◆ WHAT YOU HAVE TO DO: Among the entries below, find the line with "positive clicks: (189, 197)", then quote it and each following line up to and including the line with "rough mask: <svg", and nothing else.
[[ RECORDS PROVIDED open ]]
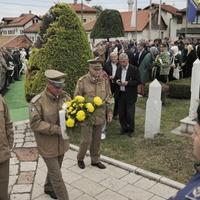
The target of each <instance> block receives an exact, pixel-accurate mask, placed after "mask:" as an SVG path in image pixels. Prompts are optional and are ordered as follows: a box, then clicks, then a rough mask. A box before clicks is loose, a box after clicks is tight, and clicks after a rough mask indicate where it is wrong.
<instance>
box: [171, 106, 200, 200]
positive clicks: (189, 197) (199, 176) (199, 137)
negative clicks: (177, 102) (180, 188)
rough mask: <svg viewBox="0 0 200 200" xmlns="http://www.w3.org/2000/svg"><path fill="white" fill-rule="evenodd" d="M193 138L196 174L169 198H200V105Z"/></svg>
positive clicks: (171, 198)
mask: <svg viewBox="0 0 200 200" xmlns="http://www.w3.org/2000/svg"><path fill="white" fill-rule="evenodd" d="M192 139H193V155H194V156H195V157H196V159H197V163H195V164H194V167H195V170H196V174H195V175H194V176H193V177H192V179H191V180H190V181H189V182H188V183H187V184H186V186H185V187H184V188H183V189H182V190H180V191H179V192H178V193H177V195H176V196H175V197H171V198H169V200H200V105H199V107H198V110H197V124H196V126H195V128H194V132H193V134H192Z"/></svg>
[[ RECORDS PROVIDED closed ]]
◆ YOUR RESPONSE:
positive clicks: (189, 197) (199, 176) (199, 137)
negative clicks: (177, 102) (180, 188)
rough mask: <svg viewBox="0 0 200 200" xmlns="http://www.w3.org/2000/svg"><path fill="white" fill-rule="evenodd" d="M193 138L196 174L169 198H200V105Z"/></svg>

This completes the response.